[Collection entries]
>> Start

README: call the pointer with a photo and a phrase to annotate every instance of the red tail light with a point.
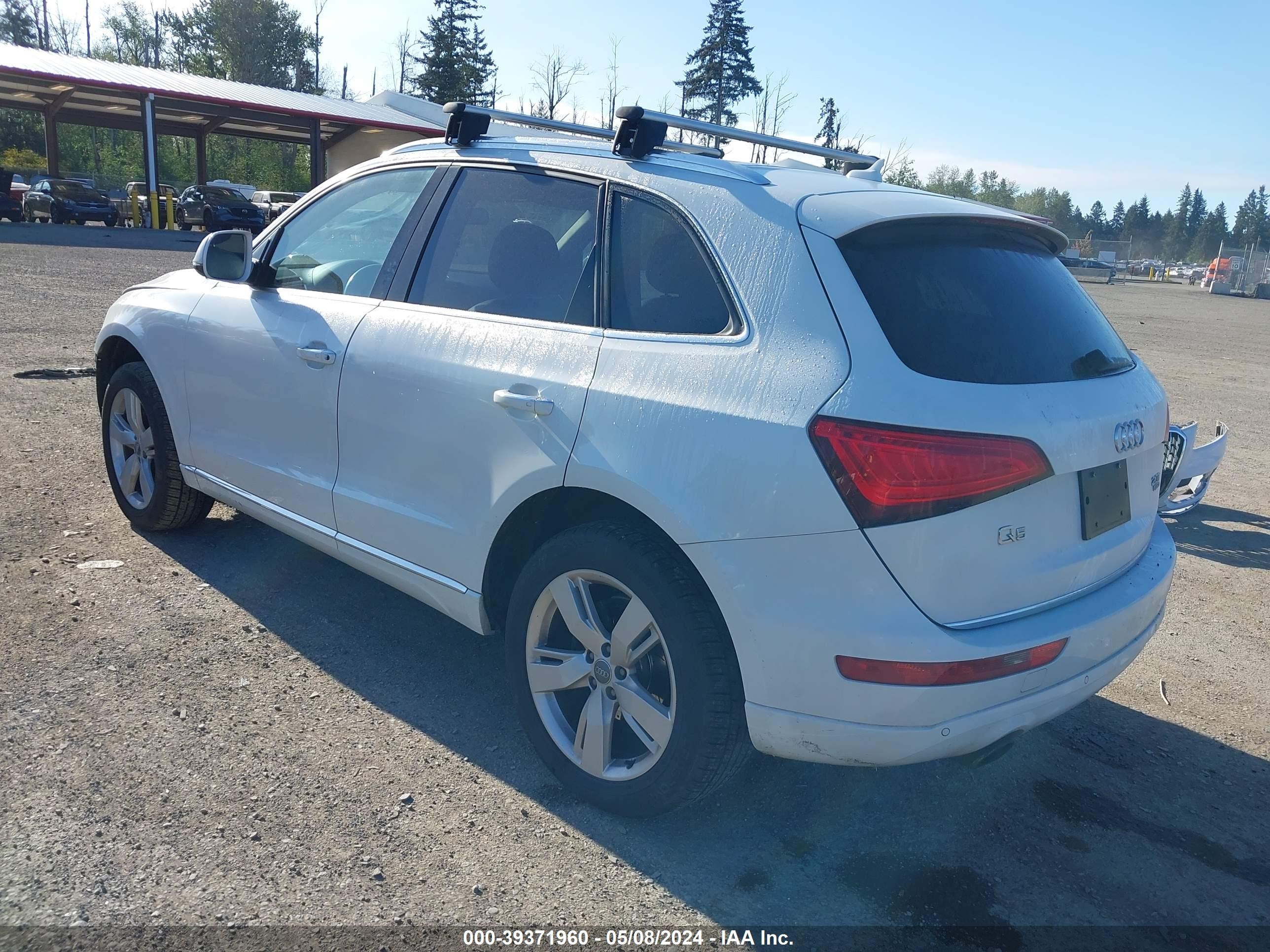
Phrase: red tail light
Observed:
(900, 474)
(936, 673)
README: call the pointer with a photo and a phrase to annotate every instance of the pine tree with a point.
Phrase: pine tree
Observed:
(1117, 224)
(720, 73)
(455, 63)
(1198, 214)
(1176, 240)
(1097, 220)
(1246, 223)
(831, 130)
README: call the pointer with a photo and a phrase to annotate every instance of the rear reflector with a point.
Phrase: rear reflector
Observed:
(936, 673)
(898, 474)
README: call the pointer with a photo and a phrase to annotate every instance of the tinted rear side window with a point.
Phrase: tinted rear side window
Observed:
(981, 304)
(658, 278)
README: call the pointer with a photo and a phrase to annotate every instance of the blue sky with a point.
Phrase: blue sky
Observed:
(1106, 101)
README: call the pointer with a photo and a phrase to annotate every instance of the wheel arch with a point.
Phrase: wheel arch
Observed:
(112, 352)
(546, 514)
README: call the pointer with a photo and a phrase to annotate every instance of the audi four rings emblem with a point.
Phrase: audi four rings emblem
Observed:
(1128, 436)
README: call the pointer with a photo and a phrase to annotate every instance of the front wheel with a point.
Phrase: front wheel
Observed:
(141, 460)
(623, 672)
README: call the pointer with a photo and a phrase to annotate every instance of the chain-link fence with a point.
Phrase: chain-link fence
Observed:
(1240, 270)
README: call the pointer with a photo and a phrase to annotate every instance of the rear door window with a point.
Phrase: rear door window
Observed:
(660, 280)
(513, 243)
(981, 304)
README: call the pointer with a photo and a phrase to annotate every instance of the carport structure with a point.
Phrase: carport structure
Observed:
(84, 92)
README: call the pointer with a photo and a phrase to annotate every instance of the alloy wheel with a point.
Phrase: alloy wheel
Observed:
(600, 676)
(133, 448)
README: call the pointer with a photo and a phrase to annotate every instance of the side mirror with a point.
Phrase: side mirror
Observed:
(225, 256)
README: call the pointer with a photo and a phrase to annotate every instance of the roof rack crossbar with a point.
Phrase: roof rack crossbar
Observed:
(470, 122)
(640, 116)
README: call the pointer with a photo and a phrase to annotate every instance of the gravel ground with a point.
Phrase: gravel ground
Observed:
(233, 728)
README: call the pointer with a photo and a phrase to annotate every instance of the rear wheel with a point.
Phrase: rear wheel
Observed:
(141, 460)
(623, 673)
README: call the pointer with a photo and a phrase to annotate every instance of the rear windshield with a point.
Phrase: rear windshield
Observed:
(74, 190)
(981, 304)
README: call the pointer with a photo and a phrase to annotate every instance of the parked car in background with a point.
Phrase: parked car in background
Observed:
(217, 207)
(1090, 268)
(61, 201)
(605, 407)
(274, 204)
(10, 200)
(246, 191)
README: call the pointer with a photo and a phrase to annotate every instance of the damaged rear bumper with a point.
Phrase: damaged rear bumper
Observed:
(1189, 468)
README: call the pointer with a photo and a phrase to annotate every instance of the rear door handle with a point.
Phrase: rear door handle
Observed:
(317, 354)
(529, 403)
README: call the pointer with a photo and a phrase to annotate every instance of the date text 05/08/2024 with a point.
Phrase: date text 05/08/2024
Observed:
(669, 938)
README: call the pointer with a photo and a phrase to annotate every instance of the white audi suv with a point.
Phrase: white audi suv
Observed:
(733, 456)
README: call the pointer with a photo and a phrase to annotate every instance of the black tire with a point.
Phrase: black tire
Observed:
(175, 504)
(709, 742)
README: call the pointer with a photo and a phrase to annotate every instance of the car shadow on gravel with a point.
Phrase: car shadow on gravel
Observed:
(1079, 814)
(1229, 536)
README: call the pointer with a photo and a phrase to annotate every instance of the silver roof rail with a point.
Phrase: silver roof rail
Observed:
(639, 133)
(470, 122)
(639, 116)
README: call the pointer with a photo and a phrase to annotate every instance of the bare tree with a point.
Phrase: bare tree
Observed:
(319, 5)
(554, 79)
(65, 38)
(781, 102)
(771, 106)
(493, 88)
(611, 89)
(403, 47)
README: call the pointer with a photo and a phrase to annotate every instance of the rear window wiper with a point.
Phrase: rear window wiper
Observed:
(1099, 365)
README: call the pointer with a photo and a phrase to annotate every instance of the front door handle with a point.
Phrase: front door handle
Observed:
(317, 354)
(511, 400)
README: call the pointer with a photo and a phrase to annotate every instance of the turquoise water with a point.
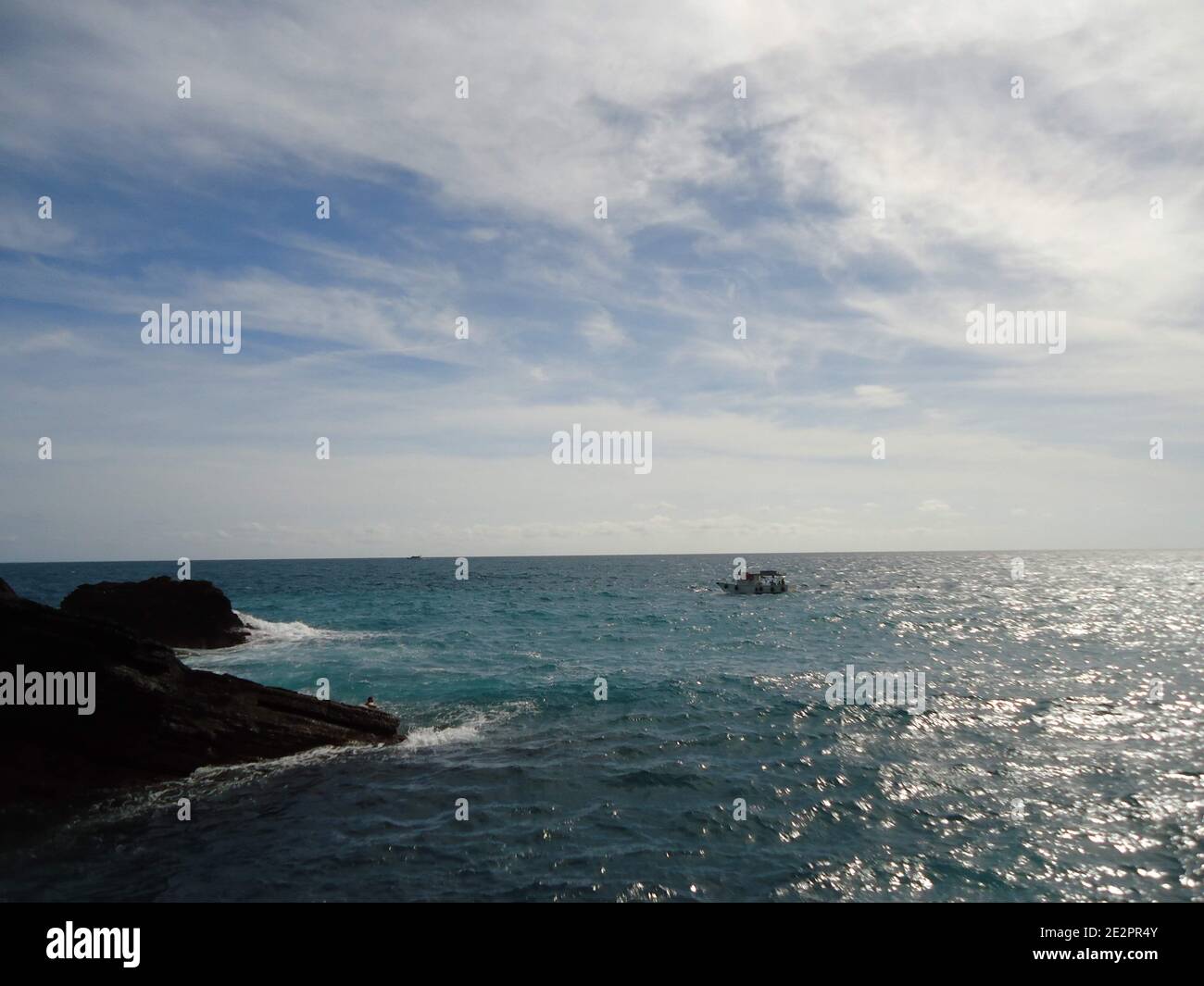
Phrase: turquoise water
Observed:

>> End

_WORK TO DO_. Arrange every line of all the items above as a numbered list, skipping blank lines. Leave the pictures out.

_REPLY TO THE EXERCISE_.
1. README: call the pointer with a photo and a phrase to annotate every instance of the red tail light with a point.
2. Phrase: red tail light
3. Observed:
4. (900, 474)
5. (936, 673)
6. README: call the pointer with a photo and a phrase to annotate every instance of the pine tree with a point.
7. Phrase: pine tree
8. Observed:
9. (1117, 224)
10. (720, 73)
11. (455, 63)
12. (1198, 214)
13. (1176, 240)
14. (1097, 220)
15. (1246, 223)
16. (831, 130)
17. README: call the pointer with a photo and a phrase to annotate every instance of the rear reflector with a point.
18. Phrase: rear reflector
19. Observed:
20. (936, 673)
21. (898, 474)
22. README: call the pointer with a photo and a phrase to annotate every instance of the tinted rear side window with a point.
23. Phrase: tinted rear side window
24. Observed:
25. (981, 304)
26. (658, 278)
27. README: call the pointer with a photo and a phrase to annotate every instance of the blue sky with a point.
28. Phrase: blue sky
29. Observed:
30. (1106, 101)
31. README: call the pointer with a photo and a phrase to annotate every instance of the wheel arch with a point.
32. Phrase: wheel arch
33. Observed:
34. (112, 352)
35. (546, 514)
36. README: call the pointer with a photo and a phrase to annotate every instance of the audi four rings emblem with a point.
37. Phrase: audi four rings emblem
38. Observed:
39. (1128, 436)
40. README: call the pointer with a photo and a phrase to annotate every instance of the front wheel with a point.
41. Phrase: front wheel
42. Observed:
43. (141, 460)
44. (623, 672)
45. README: call the pointer with a photo and a phrase to annotate every instance of the chain-link fence with a point.
46. Phrase: chain-link fence
47. Observed:
48. (1240, 270)
49. README: call the pointer with a photo and a phrase to annotate every instance of the rear door window with a point.
50. Phrase: rear door window
51. Observed:
52. (660, 280)
53. (513, 243)
54. (981, 304)
55. README: call the pointer with a photo and a phrase to annotate every instance of the carport structure with a point.
56. Phrase: carport structure
57. Observed:
58. (84, 92)
59. README: call the pointer with a photo and a phrase to annotate every instance of the alloy wheel with a point.
60. Phrase: alloy wheel
61. Observed:
62. (600, 676)
63. (133, 448)
64. README: call the pointer with a photo and a phrase to annotate every instance of the side mirror with a point.
65. Phrase: side mirror
66. Observed:
67. (225, 256)
68. README: call the pointer with a photo and a phrase to annotate every instance of the roof rack crossbar with a point.
69. Phrase: roof rack crossbar
70. Observed:
71. (470, 122)
72. (640, 116)
73. README: call the pointer with a photo and a phrase to annotate every instance of the gravel ground with a point.
74. Phrase: gravel ground
75. Observed:
76. (233, 728)
77. README: call the pointer with a photo and a phrase to annotate every instance of the rear wheel with a point.
78. Phrase: rear wheel
79. Observed:
80. (141, 460)
81. (623, 673)
82. README: call the pointer with a photo and a phrase to annotate every instance of the rear windshield with a point.
83. Phrase: rear windshield
84. Observed:
85. (74, 190)
86. (981, 304)
87. README: call the pointer with a photo and a phrase to annotate every instance of the parked car in background with a point.
88. Phrase: parked car in background
89. Observed:
90. (217, 207)
91. (1090, 268)
92. (61, 201)
93. (605, 407)
94. (274, 204)
95. (10, 200)
96. (246, 191)
97. README: call the pointer with a photo and a phrase to annotate every instance of the damaged rear bumper with a point.
98. Phrase: damaged rear bumper
99. Observed:
100. (1189, 468)
101. README: call the pointer with a photo and a phrase to annotate every instance of the rear door handle with a point.
102. Phrase: rear door handle
103. Observed:
104. (317, 354)
105. (529, 403)
106. README: call the pointer with a photo and a phrase to annotate every instance of the date text 05/08/2024 with a point.
107. Phrase: date text 05/08/2024
108. Observed:
109. (669, 938)
110. README: call the pointer with a photo and a phrase to annotate every instance of the white audi suv with a point.
111. Phrase: white audi suv
112. Observed:
113. (733, 456)
114. README: call the pointer with a photo and a phrase to annotate every instance of the black tire with a point.
115. Phrase: black tire
116. Observed:
117. (175, 504)
118. (709, 742)
119. README: call the pointer with a photo and a phrase to annotate every instance of the car shadow on gravel with a point.
120. Phrase: car shadow on gravel
121. Observed:
122. (1079, 814)
123. (1229, 536)
124. README: call the pointer with a photo and a phrase to annotate every instance of the silver roof rail with a point.
125. Phrase: silver roof rail
126. Observed:
127. (639, 133)
128. (470, 122)
129. (639, 116)
130. README: call the pointer with a photo and a phrase to annotate every instance of the bare tree with a point.
131. Phrase: bare tree
132. Observed:
133. (319, 5)
134. (554, 79)
135. (65, 38)
136. (781, 102)
137. (771, 106)
138. (493, 88)
139. (611, 89)
140. (403, 47)
141. README: call the pointer with a photo and a phrase to annotate every instance of the rear window wiper with a point.
142. Phrase: rear window wiper
143. Observed:
144. (1099, 365)
145. README: call the pointer with a photo and a phrase to annotate every instance of the front door handle with a point.
146. Phrase: front door handle
147. Observed:
148. (317, 354)
149. (511, 400)
150. README: call the pointer with a photo and a phrase to annotate every instance of the turquoise water with a point.
151. Phrase: turquoise water
152. Observed:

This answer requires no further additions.